= Required work =
Take the listing that follows and copy it precisely.

━━━ Input data ━━━

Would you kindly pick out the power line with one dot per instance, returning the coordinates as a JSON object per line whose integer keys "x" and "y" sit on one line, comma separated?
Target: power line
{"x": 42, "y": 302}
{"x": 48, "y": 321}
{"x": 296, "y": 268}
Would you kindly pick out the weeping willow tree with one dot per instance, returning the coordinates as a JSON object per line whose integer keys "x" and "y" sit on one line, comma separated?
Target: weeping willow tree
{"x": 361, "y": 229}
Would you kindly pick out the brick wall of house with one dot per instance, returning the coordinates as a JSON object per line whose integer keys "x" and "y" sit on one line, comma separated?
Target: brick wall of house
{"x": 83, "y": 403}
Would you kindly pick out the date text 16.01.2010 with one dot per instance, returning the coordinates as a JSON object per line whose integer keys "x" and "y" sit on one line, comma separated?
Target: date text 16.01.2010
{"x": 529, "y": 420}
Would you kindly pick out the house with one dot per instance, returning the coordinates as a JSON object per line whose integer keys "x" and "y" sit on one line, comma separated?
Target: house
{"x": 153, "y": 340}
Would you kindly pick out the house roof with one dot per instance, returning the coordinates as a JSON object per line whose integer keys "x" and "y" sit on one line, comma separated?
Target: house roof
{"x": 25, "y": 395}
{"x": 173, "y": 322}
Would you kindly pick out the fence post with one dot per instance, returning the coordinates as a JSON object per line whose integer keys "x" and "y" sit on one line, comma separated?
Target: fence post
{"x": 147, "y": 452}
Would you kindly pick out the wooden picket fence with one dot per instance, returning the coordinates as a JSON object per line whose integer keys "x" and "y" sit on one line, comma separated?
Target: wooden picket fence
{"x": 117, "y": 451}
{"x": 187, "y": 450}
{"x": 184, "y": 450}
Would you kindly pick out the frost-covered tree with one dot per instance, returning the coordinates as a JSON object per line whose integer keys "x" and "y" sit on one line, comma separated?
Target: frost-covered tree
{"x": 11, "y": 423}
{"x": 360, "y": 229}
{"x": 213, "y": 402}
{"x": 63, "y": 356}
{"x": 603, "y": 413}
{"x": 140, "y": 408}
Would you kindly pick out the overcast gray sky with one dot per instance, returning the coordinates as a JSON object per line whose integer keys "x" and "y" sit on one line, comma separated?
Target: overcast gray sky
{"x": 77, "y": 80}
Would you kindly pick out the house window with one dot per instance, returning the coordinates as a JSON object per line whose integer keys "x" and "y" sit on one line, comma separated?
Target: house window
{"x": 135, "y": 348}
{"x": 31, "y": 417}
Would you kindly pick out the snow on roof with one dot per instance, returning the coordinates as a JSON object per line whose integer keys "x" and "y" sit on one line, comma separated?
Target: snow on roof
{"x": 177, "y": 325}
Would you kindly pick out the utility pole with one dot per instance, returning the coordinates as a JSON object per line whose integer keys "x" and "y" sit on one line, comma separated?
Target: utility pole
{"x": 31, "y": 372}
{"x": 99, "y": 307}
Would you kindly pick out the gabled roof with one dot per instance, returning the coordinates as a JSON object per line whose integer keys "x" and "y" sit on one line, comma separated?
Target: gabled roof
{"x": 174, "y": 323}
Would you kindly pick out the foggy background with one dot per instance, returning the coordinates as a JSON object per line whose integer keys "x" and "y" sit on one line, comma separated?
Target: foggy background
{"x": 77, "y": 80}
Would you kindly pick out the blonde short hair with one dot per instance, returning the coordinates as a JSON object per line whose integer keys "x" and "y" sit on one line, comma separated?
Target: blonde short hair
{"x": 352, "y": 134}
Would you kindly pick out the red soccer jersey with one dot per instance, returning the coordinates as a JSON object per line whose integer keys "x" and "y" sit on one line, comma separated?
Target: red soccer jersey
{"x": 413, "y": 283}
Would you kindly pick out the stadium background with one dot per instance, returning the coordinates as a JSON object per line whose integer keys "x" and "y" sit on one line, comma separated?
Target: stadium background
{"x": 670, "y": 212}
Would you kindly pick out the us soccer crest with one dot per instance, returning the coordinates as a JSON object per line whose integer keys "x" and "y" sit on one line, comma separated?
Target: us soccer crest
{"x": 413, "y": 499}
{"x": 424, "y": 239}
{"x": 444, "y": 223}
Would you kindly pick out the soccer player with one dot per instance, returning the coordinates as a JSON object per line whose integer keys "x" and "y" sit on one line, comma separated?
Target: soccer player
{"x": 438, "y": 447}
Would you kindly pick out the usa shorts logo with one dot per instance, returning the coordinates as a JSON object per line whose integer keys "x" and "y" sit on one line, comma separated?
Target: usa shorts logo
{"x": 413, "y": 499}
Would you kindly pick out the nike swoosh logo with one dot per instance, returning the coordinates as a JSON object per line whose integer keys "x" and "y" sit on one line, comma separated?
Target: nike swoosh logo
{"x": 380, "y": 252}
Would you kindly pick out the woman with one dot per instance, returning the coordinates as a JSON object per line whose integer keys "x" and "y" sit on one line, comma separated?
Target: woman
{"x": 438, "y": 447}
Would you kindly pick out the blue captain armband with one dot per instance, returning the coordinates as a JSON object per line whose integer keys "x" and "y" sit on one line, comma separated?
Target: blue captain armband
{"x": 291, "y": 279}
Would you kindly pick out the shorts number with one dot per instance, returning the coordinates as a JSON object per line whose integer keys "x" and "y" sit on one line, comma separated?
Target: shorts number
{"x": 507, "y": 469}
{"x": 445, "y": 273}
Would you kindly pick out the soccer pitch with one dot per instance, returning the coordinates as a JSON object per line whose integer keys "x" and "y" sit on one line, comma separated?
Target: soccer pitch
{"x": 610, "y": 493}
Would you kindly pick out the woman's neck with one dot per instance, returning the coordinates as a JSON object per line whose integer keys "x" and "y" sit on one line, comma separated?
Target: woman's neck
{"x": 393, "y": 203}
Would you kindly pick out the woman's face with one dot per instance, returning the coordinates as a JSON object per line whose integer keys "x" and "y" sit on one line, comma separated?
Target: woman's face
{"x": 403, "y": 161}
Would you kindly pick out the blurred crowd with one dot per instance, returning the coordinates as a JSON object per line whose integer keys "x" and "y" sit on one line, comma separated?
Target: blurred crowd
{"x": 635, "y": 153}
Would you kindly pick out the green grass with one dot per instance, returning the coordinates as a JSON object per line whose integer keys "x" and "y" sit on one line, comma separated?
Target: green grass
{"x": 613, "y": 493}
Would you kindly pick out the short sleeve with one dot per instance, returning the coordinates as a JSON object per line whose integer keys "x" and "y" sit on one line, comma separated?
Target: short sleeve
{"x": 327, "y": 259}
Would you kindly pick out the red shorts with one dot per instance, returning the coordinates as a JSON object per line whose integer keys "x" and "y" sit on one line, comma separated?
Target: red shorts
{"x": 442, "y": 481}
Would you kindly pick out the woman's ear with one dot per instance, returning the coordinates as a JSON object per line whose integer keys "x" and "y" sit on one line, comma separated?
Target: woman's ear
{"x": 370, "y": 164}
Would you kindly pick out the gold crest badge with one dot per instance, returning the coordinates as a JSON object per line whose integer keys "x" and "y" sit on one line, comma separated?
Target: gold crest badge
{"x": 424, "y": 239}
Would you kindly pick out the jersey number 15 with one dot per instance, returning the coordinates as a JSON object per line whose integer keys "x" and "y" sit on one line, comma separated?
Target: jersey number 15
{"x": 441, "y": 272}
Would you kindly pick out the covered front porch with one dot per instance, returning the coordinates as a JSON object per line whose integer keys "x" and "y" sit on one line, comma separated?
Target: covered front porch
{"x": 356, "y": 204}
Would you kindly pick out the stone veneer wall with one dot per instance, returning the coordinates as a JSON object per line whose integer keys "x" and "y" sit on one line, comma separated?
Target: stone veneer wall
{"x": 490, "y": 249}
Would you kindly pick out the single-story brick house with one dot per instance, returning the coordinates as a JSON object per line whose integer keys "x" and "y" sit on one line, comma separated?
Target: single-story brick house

━━━

= Task solution =
Would you kindly pick out the power line with one dot per instance, returning the coordinates as a JSON object per line whose integer keys "x" and "y" sit on one line, comma separated?
Target: power line
{"x": 42, "y": 302}
{"x": 48, "y": 321}
{"x": 296, "y": 268}
Would you kindly pick out the weeping willow tree with one dot per instance, returning the coordinates as a JSON object per line whose integer keys "x" and "y" sit on one line, comma separated?
Target: weeping willow tree
{"x": 361, "y": 229}
Would you kindly pick out the brick wall of house with one dot per instance, returning the coordinates as a JSON object per line whose integer keys "x" and "y" sit on one line, comma separated?
Target: brick wall of house
{"x": 83, "y": 403}
Would you kindly pick out the date text 16.01.2010 with one dot per instance, returning the coordinates as a JSON object per line whose integer keys "x" and "y" sit on one line, comma separated?
Target: date text 16.01.2010
{"x": 529, "y": 420}
Would you kindly pick out the house with one dot per instance, returning the coordinates as a JSON object per line whose integer keys "x" and "y" sit on one line, comma separated?
Target: house
{"x": 153, "y": 340}
Would you kindly pick out the house roof with one dot per instance, returning the coordinates as a JSON object per line whose integer keys "x" and "y" sit on one line, comma separated?
Target: house roof
{"x": 25, "y": 395}
{"x": 173, "y": 322}
Would you kindly pick out the fence post with one dot per instance, returning the coordinates as a JSON object per line whose integer keys "x" and "y" sit on one line, comma separated?
Target: fence post
{"x": 147, "y": 452}
Would you kindly pick out the wooden picket fence with one dot per instance, returning the coordinates as a JSON object per line whose integer keys "x" and "y" sit on one line, comma separated?
Target: wooden picket fence
{"x": 117, "y": 451}
{"x": 187, "y": 450}
{"x": 184, "y": 450}
Would you kindly pick out the frost-covered tree with one dot per instance, returning the coordinates as a JSON object per line whose integer keys "x" and "y" sit on one line, comma separated?
Target: frost-covered tree
{"x": 11, "y": 423}
{"x": 360, "y": 229}
{"x": 213, "y": 402}
{"x": 63, "y": 356}
{"x": 603, "y": 413}
{"x": 140, "y": 408}
Would you kindly pick out the overcast gray sky with one dot per instance, returning the coordinates as a JSON object per line whose integer keys "x" and "y" sit on one line, comma separated?
Target: overcast gray sky
{"x": 77, "y": 80}
Would you kindly pick out the house window with one dot per instance, returning the coordinates as a JSON object per line whose integer keys "x" and "y" sit on one line, comma separated?
Target: house window
{"x": 135, "y": 348}
{"x": 31, "y": 417}
Would you kindly pick out the snow on roof with one dot per instance, returning the coordinates as a JSON object per line whose integer keys "x" and "y" sit on one line, comma separated?
Target: snow on roof
{"x": 177, "y": 325}
Would you kindly pick out the utility pole with one dot per instance, returning the coordinates as a JSON object per line whose integer keys "x" and "y" sit on one line, comma separated?
Target: utility pole
{"x": 31, "y": 372}
{"x": 99, "y": 307}
Would you kindly pick out the gabled roof with one dot per instance, returning the coordinates as a JSON object per line whose integer keys "x" and "y" sit on one line, comma separated?
Target: gabled roof
{"x": 174, "y": 323}
Would you kindly pick out the foggy background with one dot per instance, returning the coordinates as a JSON object per line whose integer keys "x" and "y" sit on one line, comma separated?
Target: foggy background
{"x": 77, "y": 80}
Would you kindly pick out the blonde short hair with one dot per instance, returning the coordinates as a JSON object per line whose integer keys "x" and "y" sit on one line, comma separated?
Target: blonde short hair
{"x": 352, "y": 134}
Would you kindly pick out the red soccer jersey with one dot per instance, returning the coordinates as a JSON object per line whose integer keys "x" and "y" sit on one line, comma separated?
Target: red soccer jersey
{"x": 413, "y": 283}
Would you kindly pick out the stadium background with one dot per instance, returning the coordinates as a JSON object per line whose integer keys "x" and "y" sit on one line, comma separated?
Target: stadium background
{"x": 670, "y": 212}
Would you kindly pick out the us soccer crest with one dot per instance, returning the coordinates as a JSON object per line whose integer keys "x" and "y" sit on one line, comma separated?
Target: us soccer crest
{"x": 413, "y": 499}
{"x": 424, "y": 239}
{"x": 444, "y": 223}
Would you kindly pick out the soccer player with one dot per instance, returning the coordinates as a JSON object per line whose integer keys "x" and "y" sit on one line, comma separated?
Target: soccer player
{"x": 438, "y": 447}
Would you kindly pick out the usa shorts logo with one dot per instance, returning the coordinates as a JSON object per line whose integer keys "x" and "y" sit on one line, comma separated?
Target: usa shorts logo
{"x": 413, "y": 499}
Would you kindly pick out the nike swoosh logo with one dot per instance, returning the coordinates as a JSON object per line whose integer keys "x" and "y" sit on one line, comma separated?
Target: nike swoosh logo
{"x": 380, "y": 252}
Would you kindly pick out the woman with one dot per instance, returning the coordinates as a JSON object per line whose integer keys "x" and "y" sit on one line, comma separated?
Target: woman
{"x": 438, "y": 447}
Would you kindly pick out the blue captain armband with one dot per instance, returning the coordinates as a JSON object per line whose integer keys "x" and "y" sit on one line, comma separated?
Target: blue captain armband
{"x": 291, "y": 279}
Would you kindly pick out the shorts number with one dot per instance, returning the coordinates as a JSON object per line whose integer keys "x" and "y" sit on one line, comma separated?
Target: shorts number
{"x": 507, "y": 469}
{"x": 445, "y": 273}
Would you kindly pick out the soccer pitch with one dot per instance, returning the coordinates as a JSON object per line whose integer keys "x" and "y" sit on one line, comma separated?
Target: soccer pitch
{"x": 610, "y": 493}
Would you kindly pick out the woman's neck with one dot per instance, returning the coordinates as a JSON object per line whose integer keys "x" and "y" sit on one line, comma separated?
Target: woman's neck
{"x": 393, "y": 203}
Would you kindly pick out the woman's face with one dot per instance, returning the coordinates as a JSON object per line whose integer keys "x" and "y" sit on one line, comma separated?
Target: woman's face
{"x": 403, "y": 161}
Would you kindly pick out the blurred crowd with one dot per instance, returning the coordinates as a JSON object per line whose integer keys "x" and "y" sit on one line, comma separated?
Target: blurred crowd
{"x": 635, "y": 153}
Would you kindly pick out the green grass with one dot per instance, returning the coordinates as a JSON object per line whose integer keys "x" and "y" sit on one line, comma separated?
Target: green grass
{"x": 613, "y": 493}
Would you kindly pick out the short sleeve with one dot per instance, returning the coordinates as a JSON object per line whose integer keys "x" and "y" sit on one line, comma separated?
Target: short sleeve
{"x": 327, "y": 259}
Would you kindly pick out the red shorts with one dot per instance, returning the coordinates as a JSON object per line whose integer keys "x" and "y" sit on one line, comma separated?
Target: red shorts
{"x": 442, "y": 481}
Would you kindly pick out the woman's ear with one dot per instance, returning the coordinates as a JSON object per line whose integer keys "x" and "y" sit on one line, comma separated?
Target: woman's ear
{"x": 370, "y": 164}
Would you kindly pick out the gold crest badge with one dot per instance, returning the coordinates as a JSON object per line whose integer keys "x" and "y" sit on one line, comma separated?
Target: gold crest badge
{"x": 424, "y": 239}
Would you kindly pick out the jersey number 15 with one dot per instance, returning the coordinates as a JSON object per line whose integer keys "x" and "y" sit on one line, comma separated?
Target: jersey number 15
{"x": 441, "y": 272}
Would you kindly pick out the covered front porch with one dot per instance, returning the coordinates as a JSON object per line whose integer keys "x" and "y" sit on one line, comma separated?
Target: covered front porch
{"x": 356, "y": 204}
Would you kindly pick out the stone veneer wall with one dot per instance, returning the coordinates as a JSON object per line whose integer keys "x" and "y" sit on one line, comma separated?
Target: stone veneer wall
{"x": 490, "y": 249}
Would you kindly pick out the single-story brick house with one dot per instance, returning the coordinates as a JSON object per line whose integer keys "x" and "y" sit on one line, comma separated?
Target: single-story brick house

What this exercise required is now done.